• **EXCERPTED PASSAGE**:
################
Okay, now to the epilogue and why Vellum
is so intensely subversive. Subversive with a capital S, italicized, capitalized, subversive in cursive underlined twice. In the epilogue are three characters: Tom, Jack and the rag-and-bones man (let’s shorten that to the Rag Man). But who are they? Tom and Jack represent humanity, humankind, you, me, and every man and woman that ever was, and is, and ever will be. Fearful, uncertain, needful Tom represents the humanity that was and is; he’s us now, you and me. Fearless, bold, detached Jack is humanity as it will be, or rather as it could be. But who is the Rag Man, whose skin is made of souls, whose burden is saving everyone in Endhaven, whose function is reckoning, judging?
The Rag Man is the savior, The Savior. He’s Jesus Christ, Messiah, Buddha, whoever, whatever it is in us that tells us, convinces us, that our souls need saving from something. Saving from what? From damnation, from eternity, from the unknown, from whatever it is that our fear and needfulness convinces us that we need saving from. The Rag Man is the savior whose price is our souls. The society of Endhaven is built on the Rag Man’s contract (and another word for that would be a covenant) and the price he charges for safety and sustenance are the souls of the inmates. Sound familiar?
So what happens? The Rag Man judges Tom and finds him worthless. Even worse, he judges Tom a sinner. Yet he offers Tom a deal: betray Jack and live, or be cast out into the Evenfall, the fearsome darkness, the storm of shadow. Betray what you could be, turn away from that, the Rag Man offers, and I'll give you a starveling, hand to mouth existence under my rules, but safe and secure. Tom turns down the deal, however, calling the Rag Man’s bluff. And Tom’s soul is not cast out but cast free; the Rag Man’s rule over him is broken and the fearsome darkness is revealed as a beautiful, starlit night.
################
• **PROVIDED DATA**:
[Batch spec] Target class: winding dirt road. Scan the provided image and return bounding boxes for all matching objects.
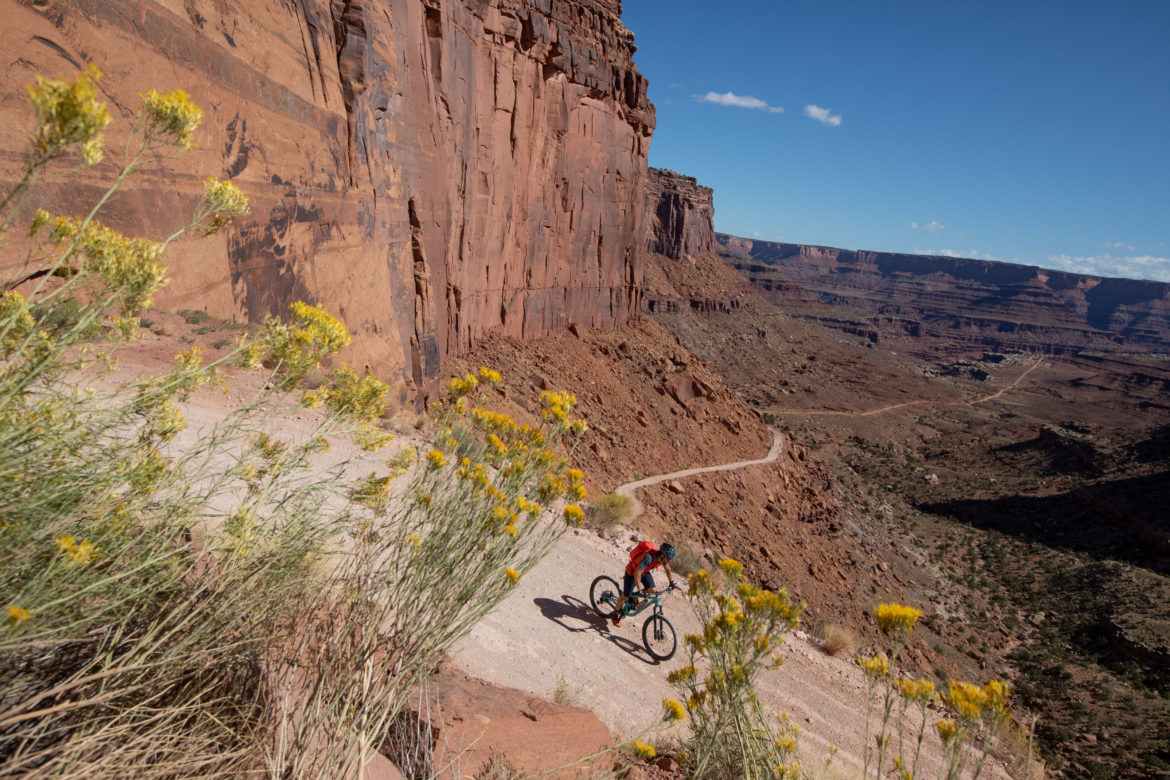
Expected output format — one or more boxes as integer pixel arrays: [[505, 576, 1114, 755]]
[[770, 358, 1044, 417], [613, 428, 785, 519], [452, 432, 1009, 780]]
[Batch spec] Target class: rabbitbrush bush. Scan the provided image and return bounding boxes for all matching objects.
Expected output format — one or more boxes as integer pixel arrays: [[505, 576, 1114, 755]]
[[663, 559, 1032, 780], [0, 68, 584, 778]]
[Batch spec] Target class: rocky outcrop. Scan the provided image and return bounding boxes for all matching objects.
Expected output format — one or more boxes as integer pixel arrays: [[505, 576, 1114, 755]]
[[0, 0, 654, 387], [646, 168, 716, 260], [381, 665, 613, 780], [717, 234, 1170, 354], [642, 168, 746, 315]]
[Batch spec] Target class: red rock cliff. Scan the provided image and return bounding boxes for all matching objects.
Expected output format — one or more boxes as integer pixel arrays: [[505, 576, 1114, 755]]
[[0, 0, 654, 386], [716, 234, 1170, 354], [646, 168, 715, 260]]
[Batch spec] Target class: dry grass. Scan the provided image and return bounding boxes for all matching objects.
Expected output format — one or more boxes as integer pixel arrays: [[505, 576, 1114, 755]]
[[824, 624, 858, 656], [993, 717, 1048, 780], [475, 753, 524, 780]]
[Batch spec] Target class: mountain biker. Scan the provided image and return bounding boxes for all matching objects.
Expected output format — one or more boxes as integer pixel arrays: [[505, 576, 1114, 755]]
[[610, 540, 674, 626]]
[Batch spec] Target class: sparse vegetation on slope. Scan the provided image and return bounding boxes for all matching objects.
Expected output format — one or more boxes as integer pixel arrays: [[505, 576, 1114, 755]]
[[0, 70, 585, 778]]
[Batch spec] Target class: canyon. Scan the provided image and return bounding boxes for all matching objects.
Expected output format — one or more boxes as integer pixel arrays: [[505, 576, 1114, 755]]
[[0, 0, 1170, 776], [0, 0, 654, 398], [716, 234, 1170, 357]]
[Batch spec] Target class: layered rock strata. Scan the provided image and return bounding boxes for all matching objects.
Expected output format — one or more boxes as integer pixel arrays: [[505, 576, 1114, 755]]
[[0, 0, 654, 387], [717, 234, 1170, 354], [646, 168, 716, 260]]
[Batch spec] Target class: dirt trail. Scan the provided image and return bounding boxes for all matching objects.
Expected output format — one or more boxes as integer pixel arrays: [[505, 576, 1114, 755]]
[[452, 433, 1009, 778], [117, 332, 1007, 779], [613, 428, 785, 519]]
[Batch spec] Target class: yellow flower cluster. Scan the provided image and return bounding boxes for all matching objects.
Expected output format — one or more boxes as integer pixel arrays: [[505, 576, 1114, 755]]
[[447, 374, 480, 401], [200, 177, 252, 235], [720, 558, 743, 578], [943, 679, 987, 720], [56, 536, 97, 566], [28, 64, 110, 165], [0, 290, 36, 356], [858, 655, 889, 679], [51, 216, 166, 313], [174, 346, 204, 371], [139, 89, 204, 151], [874, 603, 922, 635], [350, 472, 392, 515], [302, 364, 390, 422], [564, 504, 585, 525], [8, 603, 33, 626], [897, 678, 935, 702], [662, 699, 687, 720], [264, 301, 350, 381], [536, 471, 565, 504]]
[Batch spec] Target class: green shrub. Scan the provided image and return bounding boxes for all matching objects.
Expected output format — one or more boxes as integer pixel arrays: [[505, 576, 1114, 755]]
[[177, 309, 211, 325], [0, 69, 584, 778]]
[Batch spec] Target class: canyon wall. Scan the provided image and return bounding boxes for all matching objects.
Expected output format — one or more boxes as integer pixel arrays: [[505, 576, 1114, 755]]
[[0, 0, 654, 397], [717, 234, 1170, 354], [646, 168, 716, 260]]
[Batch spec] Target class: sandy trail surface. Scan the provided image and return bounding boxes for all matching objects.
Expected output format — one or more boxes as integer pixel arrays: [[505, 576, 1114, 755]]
[[103, 339, 1023, 778], [453, 509, 1009, 778]]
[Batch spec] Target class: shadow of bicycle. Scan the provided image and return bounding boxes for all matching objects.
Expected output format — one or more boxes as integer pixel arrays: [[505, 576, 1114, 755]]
[[532, 595, 660, 667]]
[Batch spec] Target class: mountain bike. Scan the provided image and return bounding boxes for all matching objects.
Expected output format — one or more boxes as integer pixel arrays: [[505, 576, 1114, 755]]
[[589, 574, 679, 661]]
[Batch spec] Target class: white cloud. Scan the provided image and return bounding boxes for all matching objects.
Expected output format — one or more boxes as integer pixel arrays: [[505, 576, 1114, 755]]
[[910, 220, 947, 233], [914, 249, 1001, 263], [805, 103, 841, 127], [695, 92, 784, 113], [1047, 254, 1170, 282]]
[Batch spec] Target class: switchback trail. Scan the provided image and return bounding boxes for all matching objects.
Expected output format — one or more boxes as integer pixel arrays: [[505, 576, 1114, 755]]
[[613, 428, 785, 520]]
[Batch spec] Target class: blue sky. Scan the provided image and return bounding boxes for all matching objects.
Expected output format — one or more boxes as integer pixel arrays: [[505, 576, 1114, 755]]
[[622, 0, 1170, 282]]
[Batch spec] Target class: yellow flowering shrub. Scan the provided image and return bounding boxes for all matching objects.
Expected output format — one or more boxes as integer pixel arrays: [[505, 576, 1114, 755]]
[[667, 559, 804, 778], [28, 64, 110, 165], [139, 89, 204, 151]]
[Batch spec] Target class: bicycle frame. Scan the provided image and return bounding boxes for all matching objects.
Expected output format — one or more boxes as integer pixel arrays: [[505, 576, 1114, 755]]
[[624, 591, 669, 617]]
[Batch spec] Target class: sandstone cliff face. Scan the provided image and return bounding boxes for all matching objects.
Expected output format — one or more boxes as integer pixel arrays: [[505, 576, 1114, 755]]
[[717, 234, 1170, 354], [0, 0, 654, 387], [646, 168, 715, 260]]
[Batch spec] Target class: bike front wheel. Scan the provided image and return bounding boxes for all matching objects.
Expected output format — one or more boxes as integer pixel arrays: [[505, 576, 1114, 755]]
[[642, 615, 679, 661], [589, 574, 621, 619]]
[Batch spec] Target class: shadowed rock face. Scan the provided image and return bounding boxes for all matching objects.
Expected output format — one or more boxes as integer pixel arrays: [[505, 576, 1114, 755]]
[[716, 234, 1170, 354], [646, 168, 715, 260], [0, 0, 654, 387]]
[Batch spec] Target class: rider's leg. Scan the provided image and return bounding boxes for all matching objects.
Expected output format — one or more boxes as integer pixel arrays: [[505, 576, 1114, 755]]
[[615, 574, 634, 617]]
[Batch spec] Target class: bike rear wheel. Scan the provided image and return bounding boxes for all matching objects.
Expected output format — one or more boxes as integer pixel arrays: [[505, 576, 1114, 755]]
[[642, 615, 679, 661], [589, 574, 621, 619]]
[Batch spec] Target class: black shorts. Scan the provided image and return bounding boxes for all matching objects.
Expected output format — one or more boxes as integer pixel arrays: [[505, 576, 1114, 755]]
[[621, 572, 654, 599]]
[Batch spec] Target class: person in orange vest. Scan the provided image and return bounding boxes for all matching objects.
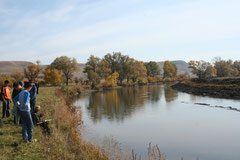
################
Carry on the passage about the epilogue of Vellum, starting right after its last sentence.

So, what is Duncan saying here? Well, in a nutshell, he’s saying that humanity needs no savior, that our souls do not need to be saved, they need to be set free. He’s saying that all of the gods and angels, demons and devils that we’ve invented, that we’ve given life to, are nothing more than the embodiment of our fears. He's saying that all of the myths and superstitions that we've given power over us are just stories. He’s saying that we need to call our own bluff, to move beyond our fears and our need for salvation.
How well does Vellum
work at this subversion seems a fair question. It worked for me, but then I’m an areligious, profane humanist myself and I’m predisposed to think highly of this message. More importantly, however, this subversive message works very well in the context of Vellum
as literature. It rationalizes and ties together what is sometimes a manic, almost incohesive style. As a reader the ending makes sense of much that seemed merely stylistic. In retrospect, for example, the message makes clear why it is that Finnan says that humanity will be the cause of the downfall of the gods. It's the last twenty pages that make Vellum
a great book, rather than an interesting experiment. It works quite exceptionally well, if
you get it. Unfortunately, I suspect that few people will put in the work that it takes to get that far.
Addendum: All of the reviews of Vellum
, that I have been able to find, cast the story as a 'war between Heaven and Hell, with humanity in the crossfire.' Engendered are images of angels and demons blasting each other as people flee in terror, or die by the thousands. Huh-uh. Nope. I suppose that the reviewers have taken their cues from the publisher's promotional materials, designed to drive sales; but no, Vellum
is more a story of the war between Heaven/Hell and humanity. If the reader expects a big, blood-drenched showdown ending between armies of angels and devils, uhh, then you'd better be prepared for a letdown. Vellum
ends with Tom (humanity-as-it-is) embracing Jack (humanity-as-it-could-be), with us having the courage to love ourselves. I, for one, like that ending.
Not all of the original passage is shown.